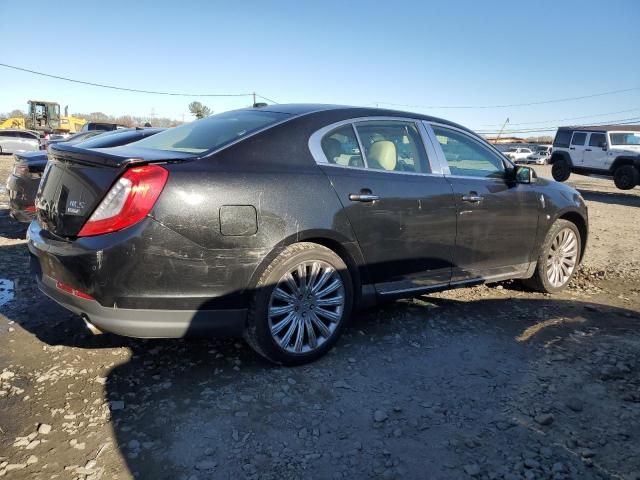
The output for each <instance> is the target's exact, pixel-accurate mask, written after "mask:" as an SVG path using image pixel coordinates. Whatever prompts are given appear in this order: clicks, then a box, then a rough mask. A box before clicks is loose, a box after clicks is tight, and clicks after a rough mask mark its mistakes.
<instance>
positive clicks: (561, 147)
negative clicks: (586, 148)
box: [553, 130, 573, 148]
mask: <svg viewBox="0 0 640 480" xmlns="http://www.w3.org/2000/svg"><path fill="white" fill-rule="evenodd" d="M572 133H573V132H572V131H571V130H558V133H556V139H555V140H554V141H553V146H554V147H561V148H567V147H568V146H569V142H570V141H571V134H572Z"/></svg>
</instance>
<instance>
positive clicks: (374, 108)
mask: <svg viewBox="0 0 640 480" xmlns="http://www.w3.org/2000/svg"><path fill="white" fill-rule="evenodd" d="M244 110H254V108H252V107H249V108H246V109H244ZM257 110H262V111H266V112H278V113H287V114H289V115H292V116H301V115H308V114H313V113H319V112H327V111H336V112H338V111H341V110H350V111H352V112H354V113H355V114H356V115H357V116H362V117H410V118H415V119H418V120H426V121H429V122H436V123H442V124H446V125H450V126H452V127H456V128H461V129H463V130H467V131H470V130H469V129H468V128H466V127H463V126H462V125H458V124H456V123H454V122H451V121H449V120H444V119H442V118H437V117H432V116H430V115H425V114H422V113H415V112H405V111H401V110H391V109H386V108H377V107H376V108H374V107H355V106H350V105H326V104H320V103H289V104H275V105H267V106H266V107H257Z"/></svg>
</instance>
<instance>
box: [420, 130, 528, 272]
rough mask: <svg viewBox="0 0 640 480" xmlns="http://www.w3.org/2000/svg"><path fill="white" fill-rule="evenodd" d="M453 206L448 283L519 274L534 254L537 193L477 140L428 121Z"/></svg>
mask: <svg viewBox="0 0 640 480" xmlns="http://www.w3.org/2000/svg"><path fill="white" fill-rule="evenodd" d="M432 128H433V135H434V136H435V139H436V140H437V142H438V145H439V146H440V150H439V153H440V155H441V156H440V158H441V160H442V162H443V163H444V164H445V165H444V166H445V168H446V169H447V171H446V172H445V176H446V178H447V180H448V181H449V182H450V183H451V185H452V187H453V191H454V195H455V199H456V205H457V236H456V247H455V253H454V256H453V264H454V266H453V273H452V282H453V283H455V282H466V281H476V280H479V279H481V280H490V279H495V280H497V279H501V278H508V277H512V276H517V275H518V274H520V273H523V272H524V271H526V269H527V268H528V266H529V264H530V262H531V261H532V257H533V256H534V245H535V238H536V233H537V228H538V214H539V205H540V203H539V198H538V196H537V194H536V193H535V191H534V189H533V188H532V187H531V185H523V184H517V183H515V182H512V181H510V180H509V179H508V178H507V171H506V167H505V160H503V159H502V157H501V156H500V155H499V154H498V153H497V152H495V151H493V150H492V149H491V148H490V147H489V146H488V145H485V144H484V143H483V142H482V141H481V140H480V139H477V138H475V137H474V136H472V135H470V134H469V133H467V132H465V131H463V130H460V129H457V128H454V127H451V126H445V125H438V124H432Z"/></svg>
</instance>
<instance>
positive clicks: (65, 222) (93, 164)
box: [36, 144, 193, 237]
mask: <svg viewBox="0 0 640 480" xmlns="http://www.w3.org/2000/svg"><path fill="white" fill-rule="evenodd" d="M189 157H191V158H193V154H190V155H185V154H183V153H181V152H166V151H165V152H160V151H150V150H147V149H136V148H126V147H118V148H109V149H92V150H88V149H82V148H79V147H74V146H71V145H63V144H60V145H55V146H52V147H51V149H50V151H49V162H48V163H47V167H46V169H45V172H44V175H43V178H42V180H41V182H40V187H39V188H38V194H37V196H36V218H37V221H38V223H39V224H40V226H41V227H42V228H43V229H45V230H47V231H49V232H51V233H52V234H54V235H56V236H60V237H75V236H76V235H77V234H78V232H79V231H80V230H81V228H82V226H83V225H84V223H85V222H86V221H87V220H88V218H89V217H90V216H91V213H92V212H93V211H94V210H95V208H96V207H97V206H98V204H99V203H100V201H101V200H102V199H103V198H104V196H105V195H106V194H107V192H108V191H109V189H110V188H111V187H112V185H113V184H114V183H115V181H116V180H117V179H118V178H119V177H120V175H122V173H123V172H124V171H125V170H126V169H127V168H128V167H130V166H133V165H139V164H144V163H154V162H169V161H175V160H184V159H186V158H189Z"/></svg>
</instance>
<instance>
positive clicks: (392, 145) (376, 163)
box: [367, 140, 398, 170]
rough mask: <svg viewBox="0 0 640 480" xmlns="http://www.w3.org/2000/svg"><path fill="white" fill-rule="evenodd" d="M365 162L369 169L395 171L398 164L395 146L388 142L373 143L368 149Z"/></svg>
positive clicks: (381, 140)
mask: <svg viewBox="0 0 640 480" xmlns="http://www.w3.org/2000/svg"><path fill="white" fill-rule="evenodd" d="M367 162H368V163H369V166H370V167H371V168H377V169H382V170H395V168H396V163H397V162H398V157H397V155H396V146H395V144H394V143H393V142H391V141H389V140H380V141H378V142H375V143H374V144H373V145H371V148H369V154H368V155H367Z"/></svg>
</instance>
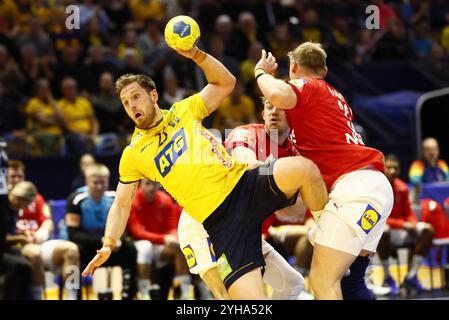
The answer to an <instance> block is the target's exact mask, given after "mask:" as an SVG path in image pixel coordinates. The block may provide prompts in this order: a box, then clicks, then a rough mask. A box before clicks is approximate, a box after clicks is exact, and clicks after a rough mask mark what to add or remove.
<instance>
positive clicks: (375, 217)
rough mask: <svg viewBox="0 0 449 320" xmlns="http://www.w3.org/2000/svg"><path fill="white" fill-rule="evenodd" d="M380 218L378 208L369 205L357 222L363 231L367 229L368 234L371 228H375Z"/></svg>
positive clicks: (365, 209)
mask: <svg viewBox="0 0 449 320" xmlns="http://www.w3.org/2000/svg"><path fill="white" fill-rule="evenodd" d="M379 220H380V214H379V213H378V212H377V211H376V210H374V208H373V207H371V206H370V205H368V206H367V207H366V209H365V212H364V213H363V214H362V217H361V218H360V220H359V221H358V222H357V224H358V225H359V226H360V227H361V228H362V230H363V231H365V233H366V234H368V233H369V232H370V231H371V229H373V228H374V226H375V225H376V224H377V222H379Z"/></svg>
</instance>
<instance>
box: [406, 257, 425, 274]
mask: <svg viewBox="0 0 449 320" xmlns="http://www.w3.org/2000/svg"><path fill="white" fill-rule="evenodd" d="M423 261H424V257H423V256H419V255H417V254H414V255H413V258H412V266H411V267H410V270H409V271H408V273H407V277H406V278H407V279H411V278H413V277H414V276H416V275H417V274H418V270H419V267H420V266H421V263H422V262H423Z"/></svg>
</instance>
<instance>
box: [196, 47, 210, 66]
mask: <svg viewBox="0 0 449 320" xmlns="http://www.w3.org/2000/svg"><path fill="white" fill-rule="evenodd" d="M206 58H207V53H206V52H204V51H202V50H200V49H198V50H197V51H196V52H195V54H194V56H193V57H192V60H193V61H194V62H195V63H196V64H200V63H202V62H203V61H204V60H205V59H206Z"/></svg>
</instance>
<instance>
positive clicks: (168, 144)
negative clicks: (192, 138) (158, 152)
mask: <svg viewBox="0 0 449 320" xmlns="http://www.w3.org/2000/svg"><path fill="white" fill-rule="evenodd" d="M186 150H187V141H186V136H185V133H184V128H182V129H181V130H179V131H178V132H176V133H175V134H174V135H173V138H172V139H171V140H170V142H169V143H168V144H167V145H166V146H165V147H164V148H163V149H162V151H161V152H159V154H158V155H157V156H156V158H155V159H154V161H155V162H156V167H157V170H158V171H159V173H160V174H161V175H162V177H165V176H166V175H167V174H168V173H169V172H170V170H171V168H172V167H173V165H174V164H175V162H176V160H178V159H179V157H180V156H181V155H182V154H183V153H184V152H185V151H186Z"/></svg>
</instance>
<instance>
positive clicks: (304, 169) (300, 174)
mask: <svg viewBox="0 0 449 320" xmlns="http://www.w3.org/2000/svg"><path fill="white" fill-rule="evenodd" d="M273 177H274V180H275V182H276V185H277V186H278V188H279V189H280V190H281V191H282V192H283V193H284V194H285V196H286V197H287V198H291V197H293V196H294V195H295V194H296V193H297V192H298V191H299V193H300V194H301V197H302V199H303V200H304V202H305V203H306V204H307V207H308V208H309V209H310V210H312V211H319V210H322V209H323V208H324V206H325V204H326V203H327V202H328V194H327V189H326V186H325V184H324V181H323V178H322V177H321V174H320V170H319V169H318V167H317V166H316V165H315V164H314V163H313V162H312V161H311V160H309V159H307V158H304V157H300V156H298V157H288V158H282V159H279V160H277V161H276V162H275V163H274V168H273Z"/></svg>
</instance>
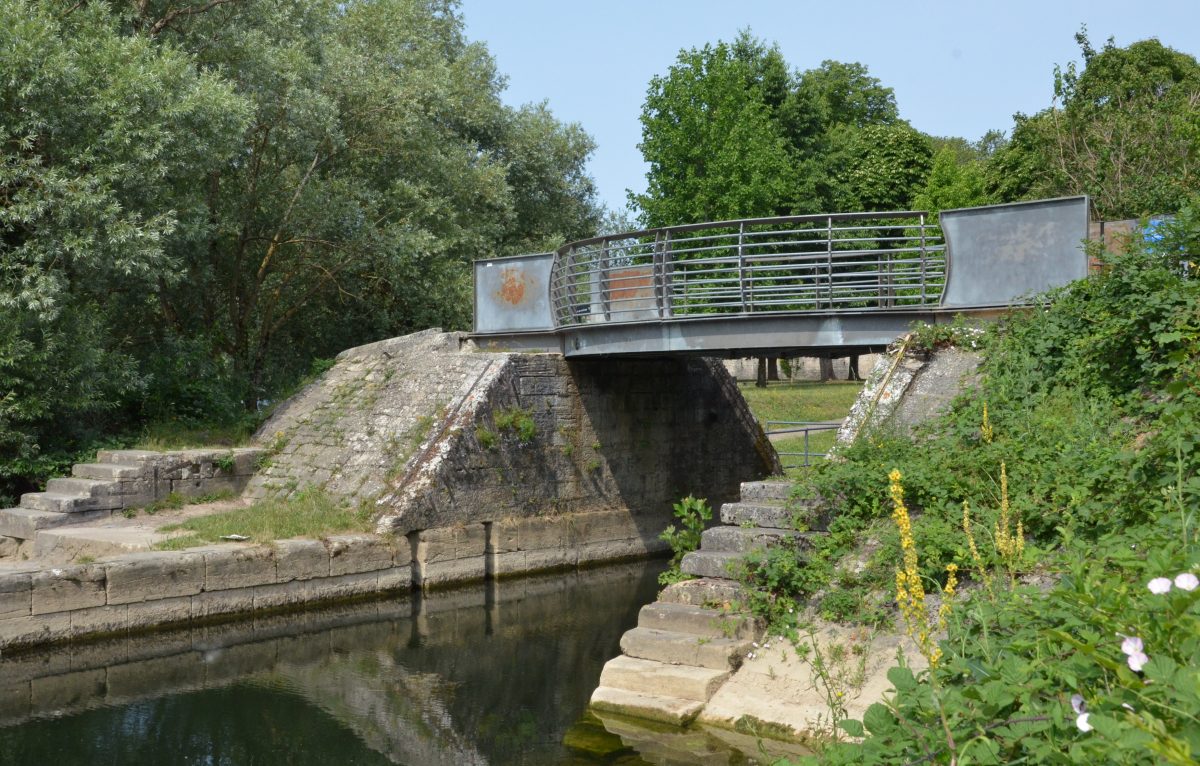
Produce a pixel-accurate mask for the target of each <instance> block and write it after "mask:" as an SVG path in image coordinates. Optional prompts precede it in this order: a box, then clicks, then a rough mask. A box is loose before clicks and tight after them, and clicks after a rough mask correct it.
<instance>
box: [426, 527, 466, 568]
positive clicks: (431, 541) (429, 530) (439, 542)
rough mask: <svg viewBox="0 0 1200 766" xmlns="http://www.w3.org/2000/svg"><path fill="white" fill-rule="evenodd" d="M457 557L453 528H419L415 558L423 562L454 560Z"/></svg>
mask: <svg viewBox="0 0 1200 766" xmlns="http://www.w3.org/2000/svg"><path fill="white" fill-rule="evenodd" d="M455 558H457V550H456V547H455V529H454V528H452V527H442V528H439V529H421V531H420V532H419V533H418V543H416V559H418V561H419V562H421V563H424V564H431V563H437V562H442V561H454V559H455Z"/></svg>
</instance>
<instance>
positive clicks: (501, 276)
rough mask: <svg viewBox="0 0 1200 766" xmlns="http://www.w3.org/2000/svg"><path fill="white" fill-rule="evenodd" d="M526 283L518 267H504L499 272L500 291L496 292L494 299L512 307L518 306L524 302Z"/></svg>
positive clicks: (523, 273)
mask: <svg viewBox="0 0 1200 766" xmlns="http://www.w3.org/2000/svg"><path fill="white" fill-rule="evenodd" d="M528 283H529V279H528V277H527V276H526V275H524V271H522V270H521V268H520V267H506V268H504V269H502V270H500V289H498V291H496V297H497V298H499V299H500V300H504V301H508V303H510V304H512V305H514V306H520V305H521V301H523V300H524V294H526V286H527V285H528Z"/></svg>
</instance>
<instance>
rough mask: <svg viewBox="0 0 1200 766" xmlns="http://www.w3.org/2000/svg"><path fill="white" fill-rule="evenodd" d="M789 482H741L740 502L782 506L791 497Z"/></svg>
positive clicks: (791, 484) (746, 481)
mask: <svg viewBox="0 0 1200 766" xmlns="http://www.w3.org/2000/svg"><path fill="white" fill-rule="evenodd" d="M792 486H793V485H792V483H791V481H743V483H742V502H745V503H764V504H775V505H782V504H784V503H786V502H787V498H790V497H791V496H792Z"/></svg>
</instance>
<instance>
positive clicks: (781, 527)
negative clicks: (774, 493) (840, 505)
mask: <svg viewBox="0 0 1200 766" xmlns="http://www.w3.org/2000/svg"><path fill="white" fill-rule="evenodd" d="M721 523H727V525H732V526H742V525H746V526H751V527H768V528H773V529H800V528H803V529H811V531H820V532H824V531H826V529H827V528H828V526H829V519H828V511H827V510H826V507H824V503H821V502H817V501H798V502H797V501H793V502H792V504H791V505H790V507H786V508H785V507H784V505H770V504H764V503H758V502H754V503H748V502H740V503H725V504H724V505H721Z"/></svg>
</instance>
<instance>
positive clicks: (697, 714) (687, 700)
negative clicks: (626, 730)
mask: <svg viewBox="0 0 1200 766" xmlns="http://www.w3.org/2000/svg"><path fill="white" fill-rule="evenodd" d="M592 707H594V708H596V710H601V711H608V712H612V713H620V714H623V716H631V717H634V718H647V719H649V720H658V722H661V723H665V724H672V725H676V726H685V725H688V724H690V723H691V722H692V720H695V718H696V716H698V714H700V711H702V710H703V708H704V704H703V702H697V701H695V700H680V699H677V698H671V696H658V695H654V694H640V693H637V692H625V690H623V689H611V688H608V687H596V690H595V692H593V693H592Z"/></svg>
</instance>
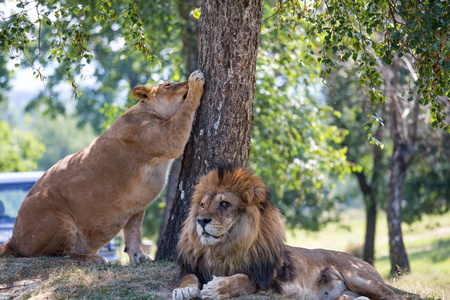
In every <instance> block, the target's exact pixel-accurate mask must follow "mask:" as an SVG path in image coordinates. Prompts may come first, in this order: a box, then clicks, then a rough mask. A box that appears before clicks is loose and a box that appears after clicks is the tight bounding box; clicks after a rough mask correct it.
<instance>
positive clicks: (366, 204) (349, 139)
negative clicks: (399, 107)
mask: <svg viewBox="0 0 450 300" xmlns="http://www.w3.org/2000/svg"><path fill="white" fill-rule="evenodd" d="M328 82H329V90H328V91H329V92H328V93H327V102H328V103H329V105H330V106H332V107H333V109H335V110H336V111H339V112H340V115H339V117H335V118H334V120H333V121H332V123H333V124H335V125H336V126H337V127H339V128H344V129H346V130H347V132H348V135H346V136H345V138H344V140H343V145H345V146H346V147H347V149H348V150H347V160H348V162H349V164H350V165H351V166H352V174H353V175H354V176H355V178H356V179H357V181H358V185H359V189H360V192H361V194H362V196H363V200H364V205H365V211H366V232H365V237H364V250H363V257H362V258H363V259H364V260H365V261H367V262H369V263H370V264H372V265H373V264H374V260H375V229H376V220H377V211H378V208H380V207H384V206H385V201H384V199H386V188H385V186H386V178H385V176H384V174H386V172H387V170H388V161H387V156H388V155H389V151H390V149H389V147H385V148H384V149H381V147H378V146H374V145H370V144H369V143H368V142H367V141H365V142H364V140H366V139H367V137H366V134H367V132H365V131H364V130H363V125H362V124H364V122H365V121H366V118H367V116H366V114H367V112H368V111H370V110H371V104H370V102H369V101H365V97H364V94H363V92H362V91H361V89H360V87H359V80H358V78H357V75H356V72H355V70H354V69H353V68H352V65H351V64H344V65H342V66H340V67H339V68H338V69H337V70H336V71H334V72H332V73H331V74H330V76H329V78H328ZM375 138H376V139H377V140H379V141H380V142H382V143H385V144H387V145H389V141H388V140H387V138H386V133H385V127H384V126H378V128H377V129H376V134H375Z"/></svg>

────────────────────

> _Aim of the task_: Go through the data and return each line where the word "accurate" appears.

> _Written reply_:
The output for each <instance> is the target's exact, pixel-accurate mask, written after "mask:" as an SVG path using image pixel coordinates. Whatever prompts are given appear in this order: clicks, then a box, then a rough mask. A box before clicks is loose, a box after clicks is tight, and clicks after a rough mask mark its mistakes.
Produce a pixel-accurate mask for the target of each <instance> block and write it after "mask:" as an SVG path in image coordinates. Optional prompts precede it in this order: a box, then clicks, then a rough mask. A box is loose before clicks and tight after them, and clicks after a rough mask correct it.
In every <instance> block, the target's exact pixel-accurate mask must follow "mask:" as an SVG path in image coordinates. Prompts may come first, in this order: a box, then clicks, then a rough mask. A box that appears before clicks is loose and a box that appears after clicks is the tight bounding box; clicks after a rough mask correct it.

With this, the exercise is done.